> _TASK DETAILS_:
Write out every entry exactly as it appears.

> _EXERCISE INPUT_:
┄┄┄┄┄┄┄┄┄┄┄┄┄┄┄┄┄┄┄┄

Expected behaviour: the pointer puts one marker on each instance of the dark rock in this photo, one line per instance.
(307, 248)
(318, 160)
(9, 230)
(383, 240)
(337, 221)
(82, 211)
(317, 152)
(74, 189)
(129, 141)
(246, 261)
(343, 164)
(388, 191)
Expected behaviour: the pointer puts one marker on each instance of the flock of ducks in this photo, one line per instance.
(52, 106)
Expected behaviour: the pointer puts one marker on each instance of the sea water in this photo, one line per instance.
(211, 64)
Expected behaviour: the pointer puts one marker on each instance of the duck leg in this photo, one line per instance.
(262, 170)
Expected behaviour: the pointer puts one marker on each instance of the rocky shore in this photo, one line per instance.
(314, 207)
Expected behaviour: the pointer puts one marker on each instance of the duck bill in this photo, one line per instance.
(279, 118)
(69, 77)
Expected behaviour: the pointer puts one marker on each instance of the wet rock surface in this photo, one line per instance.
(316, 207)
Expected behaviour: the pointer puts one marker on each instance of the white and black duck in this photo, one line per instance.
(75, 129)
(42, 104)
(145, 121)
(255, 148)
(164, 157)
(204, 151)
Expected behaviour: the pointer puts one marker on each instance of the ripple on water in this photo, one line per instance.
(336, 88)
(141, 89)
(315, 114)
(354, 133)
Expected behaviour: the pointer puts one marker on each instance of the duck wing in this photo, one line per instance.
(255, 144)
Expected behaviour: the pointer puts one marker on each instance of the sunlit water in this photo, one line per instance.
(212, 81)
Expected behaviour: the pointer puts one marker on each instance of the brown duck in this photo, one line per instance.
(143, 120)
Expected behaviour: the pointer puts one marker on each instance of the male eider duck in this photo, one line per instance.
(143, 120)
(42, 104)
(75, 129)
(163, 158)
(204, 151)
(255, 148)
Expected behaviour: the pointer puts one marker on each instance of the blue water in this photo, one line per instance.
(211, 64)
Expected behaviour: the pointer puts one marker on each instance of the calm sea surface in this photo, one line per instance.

┄┄┄┄┄┄┄┄┄┄┄┄┄┄┄┄┄┄┄┄

> _ANSWER TO THIS PROBLEM_:
Expected behaviour: the pointer puts one marker on each instance of the dark rock in this photo, one line per instance.
(307, 248)
(318, 160)
(9, 230)
(383, 240)
(337, 221)
(82, 211)
(317, 152)
(74, 189)
(129, 141)
(246, 261)
(343, 164)
(388, 191)
Expected behaviour: the pointer puts one marker on each instance of the flock of ducks in this photo, one line per instance.
(52, 106)
Expected behaviour: the pointer puts one marker on each instance of the sea water in this photo, one line per instance.
(211, 64)
Expected behaviour: the pointer puts one marker on each instance of the duck leg in this photo, one line per instance.
(262, 170)
Expected behaviour: the pointer puts one marker on each instance of the rocky shore in this photo, one line per instance.
(314, 207)
Expected behaviour: the pointer puts one marker on each instance of the duck bill in this photo, one line per instance.
(279, 118)
(69, 77)
Expected behaviour: the pointer puts one marker on each instance of the wet rock surface in this photo, one line per instance.
(316, 207)
Expected behaviour: the pointer puts one marker on each instance of the white and black duck in this photo, one line per instance.
(75, 129)
(42, 104)
(145, 121)
(255, 148)
(164, 157)
(204, 151)
Expected behaviour: the pointer puts one marker on each instance of the ripple on water in this photo, one line per instance.
(336, 88)
(141, 89)
(315, 114)
(354, 133)
Expected behaviour: the pointer puts one marker on each instance of the duck wing in this photo, one line per instance.
(255, 144)
Expected behaviour: the pointer puts one marker on each instance of the sunlit water in this photo, one line per instance.
(212, 81)
Expected behaviour: the pointer puts one marker on each instance of the brown duck in this photo, one line per instance.
(143, 120)
Expected behaviour: the pointer puts one marker on each instance of the male eider duck in this photo, one line per instance.
(143, 120)
(42, 104)
(75, 129)
(163, 158)
(204, 151)
(255, 148)
Expected behaviour: the pointer puts one marker on each instance of the blue water in this photo, one line per instance.
(211, 64)
Expected behaviour: the pointer puts one marker on each instance of the calm sea surface in this photo, one line per instance.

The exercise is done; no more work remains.